▶ DOCUMENT SEGMENT:
Buice column: Weekend getaway was far overdue
Finally, a sense of normalcy — or so it seemed.
For the first time since the arrival of the coronavirus pandemic, we hit the road for an actual vacation. The original plan going all the way back to last year was to be out of town on the weekend of Sept. 19, which had long been circled when Appalachian State’s 2020 football schedule was announced.
My alma mater was scheduled to play at Wisconsin, one of the big boys in the Big Ten, and I wasn’t about to miss this one after not going to Michigan in 2007 when App State pulled off what has often been called “the greatest upset in college football history.”
However, like so many things in this most unusual year, COVID-19 got in the way, and that game was canceled when Wisconsin pulled the plug on all of its non-conference games — which included the one against the Mountaineers — first before the league called off its season for the fall, only to reverse course a couple of weeks ago.

▶ REQUIRED ACTION 1: Condense the paragraph of the Buice column beginning "However, like so many things" into a shorter version that keeps its main facts.
▶ REQUIRED ACTION 2: In the Buice column, what date had long been circled for the trip out of town?

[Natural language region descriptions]
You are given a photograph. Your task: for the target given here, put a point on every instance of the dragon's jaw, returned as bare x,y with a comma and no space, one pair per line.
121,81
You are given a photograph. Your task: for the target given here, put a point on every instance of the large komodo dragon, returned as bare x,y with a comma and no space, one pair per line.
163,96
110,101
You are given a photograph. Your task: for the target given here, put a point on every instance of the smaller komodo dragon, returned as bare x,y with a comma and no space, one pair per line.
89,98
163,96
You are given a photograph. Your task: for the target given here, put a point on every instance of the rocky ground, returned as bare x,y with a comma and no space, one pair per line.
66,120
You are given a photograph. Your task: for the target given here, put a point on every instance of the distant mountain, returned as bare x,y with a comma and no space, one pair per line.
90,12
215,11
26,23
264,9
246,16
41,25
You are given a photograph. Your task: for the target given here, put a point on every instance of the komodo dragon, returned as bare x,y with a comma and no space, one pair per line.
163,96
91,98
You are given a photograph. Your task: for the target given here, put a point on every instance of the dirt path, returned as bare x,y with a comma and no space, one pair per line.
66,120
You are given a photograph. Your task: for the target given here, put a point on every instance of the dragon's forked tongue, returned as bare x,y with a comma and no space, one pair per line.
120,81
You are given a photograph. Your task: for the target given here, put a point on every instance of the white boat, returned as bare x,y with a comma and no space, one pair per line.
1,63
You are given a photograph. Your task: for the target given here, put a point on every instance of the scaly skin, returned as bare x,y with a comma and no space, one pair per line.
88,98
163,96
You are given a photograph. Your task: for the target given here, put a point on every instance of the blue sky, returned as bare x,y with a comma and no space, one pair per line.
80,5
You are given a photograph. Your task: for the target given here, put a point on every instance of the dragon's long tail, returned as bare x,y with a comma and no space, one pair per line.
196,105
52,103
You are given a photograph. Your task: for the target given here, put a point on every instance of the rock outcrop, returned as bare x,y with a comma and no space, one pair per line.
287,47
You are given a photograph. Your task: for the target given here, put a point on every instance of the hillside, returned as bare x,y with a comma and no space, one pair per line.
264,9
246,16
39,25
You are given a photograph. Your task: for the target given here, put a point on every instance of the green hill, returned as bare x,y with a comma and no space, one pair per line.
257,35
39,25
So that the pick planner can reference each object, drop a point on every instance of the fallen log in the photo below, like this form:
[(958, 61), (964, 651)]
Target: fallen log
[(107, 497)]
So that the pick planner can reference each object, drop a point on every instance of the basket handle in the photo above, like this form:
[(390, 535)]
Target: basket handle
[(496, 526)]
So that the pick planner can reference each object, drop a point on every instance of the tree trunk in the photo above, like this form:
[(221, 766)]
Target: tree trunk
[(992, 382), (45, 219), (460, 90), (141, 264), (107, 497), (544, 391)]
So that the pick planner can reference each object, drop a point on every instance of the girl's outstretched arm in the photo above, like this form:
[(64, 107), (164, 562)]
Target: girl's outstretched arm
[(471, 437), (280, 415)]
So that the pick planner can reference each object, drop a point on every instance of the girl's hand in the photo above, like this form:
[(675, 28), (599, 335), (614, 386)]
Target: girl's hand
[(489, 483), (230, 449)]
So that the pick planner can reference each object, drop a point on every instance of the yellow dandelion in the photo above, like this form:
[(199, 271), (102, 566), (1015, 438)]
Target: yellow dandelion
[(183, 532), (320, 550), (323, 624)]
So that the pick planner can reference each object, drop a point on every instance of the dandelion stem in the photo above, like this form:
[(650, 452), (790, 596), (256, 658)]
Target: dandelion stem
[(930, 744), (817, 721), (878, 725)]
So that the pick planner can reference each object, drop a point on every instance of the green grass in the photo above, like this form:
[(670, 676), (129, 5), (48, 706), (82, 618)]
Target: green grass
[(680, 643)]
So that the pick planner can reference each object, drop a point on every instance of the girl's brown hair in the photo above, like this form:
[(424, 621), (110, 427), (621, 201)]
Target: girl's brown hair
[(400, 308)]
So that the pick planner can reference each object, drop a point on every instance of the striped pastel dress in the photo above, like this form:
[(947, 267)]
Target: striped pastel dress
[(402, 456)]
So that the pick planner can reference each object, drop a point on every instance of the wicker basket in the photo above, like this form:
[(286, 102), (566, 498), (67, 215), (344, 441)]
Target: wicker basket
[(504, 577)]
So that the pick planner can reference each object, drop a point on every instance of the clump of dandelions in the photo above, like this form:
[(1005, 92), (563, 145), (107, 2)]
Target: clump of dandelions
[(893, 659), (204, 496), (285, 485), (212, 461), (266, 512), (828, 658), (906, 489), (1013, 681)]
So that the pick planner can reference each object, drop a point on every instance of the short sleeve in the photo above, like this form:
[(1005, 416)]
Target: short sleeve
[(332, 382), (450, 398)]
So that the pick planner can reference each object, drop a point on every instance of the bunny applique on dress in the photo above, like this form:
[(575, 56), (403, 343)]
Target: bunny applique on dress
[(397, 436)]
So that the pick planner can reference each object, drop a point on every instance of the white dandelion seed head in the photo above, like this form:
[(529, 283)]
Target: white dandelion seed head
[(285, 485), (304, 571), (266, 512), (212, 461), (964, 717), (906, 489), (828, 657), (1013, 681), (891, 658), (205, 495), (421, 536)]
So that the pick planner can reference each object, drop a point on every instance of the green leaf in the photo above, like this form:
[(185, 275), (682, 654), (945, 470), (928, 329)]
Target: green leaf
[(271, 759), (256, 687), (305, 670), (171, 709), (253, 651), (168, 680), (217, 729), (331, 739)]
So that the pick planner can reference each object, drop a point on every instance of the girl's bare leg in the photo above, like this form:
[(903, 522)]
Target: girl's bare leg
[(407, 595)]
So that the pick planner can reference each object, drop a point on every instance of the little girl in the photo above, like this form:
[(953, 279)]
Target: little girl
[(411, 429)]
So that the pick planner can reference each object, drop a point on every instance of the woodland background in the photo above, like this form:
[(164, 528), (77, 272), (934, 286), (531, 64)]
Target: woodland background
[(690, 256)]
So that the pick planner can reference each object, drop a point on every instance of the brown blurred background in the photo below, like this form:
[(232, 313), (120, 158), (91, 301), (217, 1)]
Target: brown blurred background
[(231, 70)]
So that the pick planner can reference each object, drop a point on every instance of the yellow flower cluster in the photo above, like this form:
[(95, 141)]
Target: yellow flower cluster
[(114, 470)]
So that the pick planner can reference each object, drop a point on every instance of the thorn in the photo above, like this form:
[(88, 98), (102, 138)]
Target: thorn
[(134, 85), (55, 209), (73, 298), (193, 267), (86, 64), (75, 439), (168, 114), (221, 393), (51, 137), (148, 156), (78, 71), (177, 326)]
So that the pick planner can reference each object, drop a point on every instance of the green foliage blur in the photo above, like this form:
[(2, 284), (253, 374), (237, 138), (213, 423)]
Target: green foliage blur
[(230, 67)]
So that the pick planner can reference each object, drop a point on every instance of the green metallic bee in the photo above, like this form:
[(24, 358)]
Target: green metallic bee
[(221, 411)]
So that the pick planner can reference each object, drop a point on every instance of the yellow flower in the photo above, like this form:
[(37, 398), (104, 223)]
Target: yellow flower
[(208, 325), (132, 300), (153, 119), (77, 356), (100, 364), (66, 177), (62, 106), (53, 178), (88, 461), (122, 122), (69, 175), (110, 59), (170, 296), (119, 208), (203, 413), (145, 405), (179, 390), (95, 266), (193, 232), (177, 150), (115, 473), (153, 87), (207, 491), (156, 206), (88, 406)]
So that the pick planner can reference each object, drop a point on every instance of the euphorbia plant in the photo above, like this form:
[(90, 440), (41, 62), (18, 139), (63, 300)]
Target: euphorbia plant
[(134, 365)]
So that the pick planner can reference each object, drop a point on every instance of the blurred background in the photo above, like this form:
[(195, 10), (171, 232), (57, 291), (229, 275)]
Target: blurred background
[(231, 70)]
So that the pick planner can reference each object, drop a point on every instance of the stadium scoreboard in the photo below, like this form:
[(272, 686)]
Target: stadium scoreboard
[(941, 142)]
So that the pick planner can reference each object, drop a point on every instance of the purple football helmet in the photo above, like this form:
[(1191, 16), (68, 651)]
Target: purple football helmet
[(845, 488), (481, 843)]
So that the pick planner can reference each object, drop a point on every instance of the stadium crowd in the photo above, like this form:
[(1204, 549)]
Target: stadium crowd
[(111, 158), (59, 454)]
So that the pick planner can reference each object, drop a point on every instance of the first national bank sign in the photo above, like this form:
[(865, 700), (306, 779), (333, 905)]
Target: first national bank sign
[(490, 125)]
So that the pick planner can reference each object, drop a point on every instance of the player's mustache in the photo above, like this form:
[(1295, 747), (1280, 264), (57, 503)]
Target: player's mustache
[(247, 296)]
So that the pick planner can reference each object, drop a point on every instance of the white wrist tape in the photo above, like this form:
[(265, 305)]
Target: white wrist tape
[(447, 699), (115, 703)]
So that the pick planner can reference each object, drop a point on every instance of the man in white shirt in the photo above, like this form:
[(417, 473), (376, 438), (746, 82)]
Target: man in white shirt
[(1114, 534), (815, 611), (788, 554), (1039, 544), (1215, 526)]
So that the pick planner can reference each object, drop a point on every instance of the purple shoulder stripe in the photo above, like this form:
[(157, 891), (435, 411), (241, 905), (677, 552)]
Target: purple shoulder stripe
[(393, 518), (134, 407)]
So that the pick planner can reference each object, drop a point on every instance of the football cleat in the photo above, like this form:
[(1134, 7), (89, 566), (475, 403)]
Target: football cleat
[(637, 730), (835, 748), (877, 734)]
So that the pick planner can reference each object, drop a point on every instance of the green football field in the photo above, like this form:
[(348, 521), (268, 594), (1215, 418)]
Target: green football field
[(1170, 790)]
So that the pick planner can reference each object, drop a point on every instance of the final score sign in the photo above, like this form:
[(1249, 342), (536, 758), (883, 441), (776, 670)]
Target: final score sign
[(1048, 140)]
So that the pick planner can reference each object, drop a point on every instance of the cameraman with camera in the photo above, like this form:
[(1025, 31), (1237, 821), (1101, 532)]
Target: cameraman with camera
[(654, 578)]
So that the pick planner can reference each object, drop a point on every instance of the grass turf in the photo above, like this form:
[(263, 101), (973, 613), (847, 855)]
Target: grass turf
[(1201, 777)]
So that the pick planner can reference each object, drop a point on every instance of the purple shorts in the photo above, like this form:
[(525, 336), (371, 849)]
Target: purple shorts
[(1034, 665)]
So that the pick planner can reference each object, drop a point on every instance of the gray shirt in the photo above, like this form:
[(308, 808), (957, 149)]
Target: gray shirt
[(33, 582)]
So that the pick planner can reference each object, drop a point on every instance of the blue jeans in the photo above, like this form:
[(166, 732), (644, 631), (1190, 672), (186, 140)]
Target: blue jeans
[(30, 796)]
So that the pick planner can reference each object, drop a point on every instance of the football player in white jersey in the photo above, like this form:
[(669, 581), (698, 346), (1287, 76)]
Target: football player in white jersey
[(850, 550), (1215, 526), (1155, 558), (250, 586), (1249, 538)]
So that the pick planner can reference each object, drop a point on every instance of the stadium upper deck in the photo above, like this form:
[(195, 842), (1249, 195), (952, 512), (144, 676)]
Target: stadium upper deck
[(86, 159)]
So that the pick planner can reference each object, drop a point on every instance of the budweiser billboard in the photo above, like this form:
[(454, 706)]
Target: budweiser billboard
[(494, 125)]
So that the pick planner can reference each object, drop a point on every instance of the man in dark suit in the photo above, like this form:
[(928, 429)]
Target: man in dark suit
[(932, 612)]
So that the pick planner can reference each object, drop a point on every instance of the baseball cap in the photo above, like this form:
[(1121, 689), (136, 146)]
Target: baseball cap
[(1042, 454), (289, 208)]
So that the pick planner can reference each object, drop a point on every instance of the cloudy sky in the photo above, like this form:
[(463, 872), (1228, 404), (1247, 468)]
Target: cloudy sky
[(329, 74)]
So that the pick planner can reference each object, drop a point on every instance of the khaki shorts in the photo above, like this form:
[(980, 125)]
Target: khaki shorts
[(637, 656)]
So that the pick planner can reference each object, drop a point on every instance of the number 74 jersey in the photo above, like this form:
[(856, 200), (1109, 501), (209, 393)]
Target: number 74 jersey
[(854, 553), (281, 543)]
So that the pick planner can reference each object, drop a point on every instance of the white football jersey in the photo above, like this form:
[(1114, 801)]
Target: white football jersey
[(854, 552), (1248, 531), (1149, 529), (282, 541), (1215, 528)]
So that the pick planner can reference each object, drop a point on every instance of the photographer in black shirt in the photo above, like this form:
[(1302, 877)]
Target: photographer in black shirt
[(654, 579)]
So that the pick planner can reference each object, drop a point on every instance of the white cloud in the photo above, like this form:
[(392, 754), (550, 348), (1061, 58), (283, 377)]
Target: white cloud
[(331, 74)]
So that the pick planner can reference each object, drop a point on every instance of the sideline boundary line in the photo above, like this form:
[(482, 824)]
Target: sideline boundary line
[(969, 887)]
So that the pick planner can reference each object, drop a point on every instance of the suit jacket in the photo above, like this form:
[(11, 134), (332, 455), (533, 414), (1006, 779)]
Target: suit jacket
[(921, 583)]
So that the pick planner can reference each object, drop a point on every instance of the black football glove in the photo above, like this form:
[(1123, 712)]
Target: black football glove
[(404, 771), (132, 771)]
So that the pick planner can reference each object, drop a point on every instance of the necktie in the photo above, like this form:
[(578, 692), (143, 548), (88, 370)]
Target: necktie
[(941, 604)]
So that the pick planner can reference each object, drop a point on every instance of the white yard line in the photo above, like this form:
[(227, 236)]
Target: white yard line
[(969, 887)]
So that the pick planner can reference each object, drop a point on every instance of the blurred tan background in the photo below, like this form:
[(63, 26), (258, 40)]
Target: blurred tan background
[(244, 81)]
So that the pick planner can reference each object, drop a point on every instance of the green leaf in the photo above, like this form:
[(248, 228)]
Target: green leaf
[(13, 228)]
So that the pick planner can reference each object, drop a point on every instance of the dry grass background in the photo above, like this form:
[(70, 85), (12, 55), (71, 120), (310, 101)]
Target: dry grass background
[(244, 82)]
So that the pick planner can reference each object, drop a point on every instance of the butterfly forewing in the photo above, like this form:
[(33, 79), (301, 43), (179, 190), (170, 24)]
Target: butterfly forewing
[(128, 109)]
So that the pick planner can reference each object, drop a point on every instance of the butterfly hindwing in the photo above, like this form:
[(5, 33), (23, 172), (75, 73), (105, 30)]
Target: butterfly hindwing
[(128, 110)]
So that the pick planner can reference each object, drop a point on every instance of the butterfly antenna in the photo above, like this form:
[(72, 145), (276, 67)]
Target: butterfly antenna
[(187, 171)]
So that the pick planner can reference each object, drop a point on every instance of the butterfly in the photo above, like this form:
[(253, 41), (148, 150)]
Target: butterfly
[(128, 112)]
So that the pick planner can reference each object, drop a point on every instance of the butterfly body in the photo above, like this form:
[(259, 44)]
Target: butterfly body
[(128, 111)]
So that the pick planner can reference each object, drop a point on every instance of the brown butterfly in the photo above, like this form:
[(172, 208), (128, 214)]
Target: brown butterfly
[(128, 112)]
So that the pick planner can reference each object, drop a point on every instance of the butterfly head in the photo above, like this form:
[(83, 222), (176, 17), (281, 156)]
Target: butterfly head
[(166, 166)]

▶ WRITTEN RESPONSE 1: COVID-19 caused the game to be canceled when Wisconsin dropped all of its non-conference games, including the one against the Mountaineers. The league then called off its fall season, only to reverse course a couple of weeks ago.

▶ WRITTEN RESPONSE 2: The weekend of Sept. 19.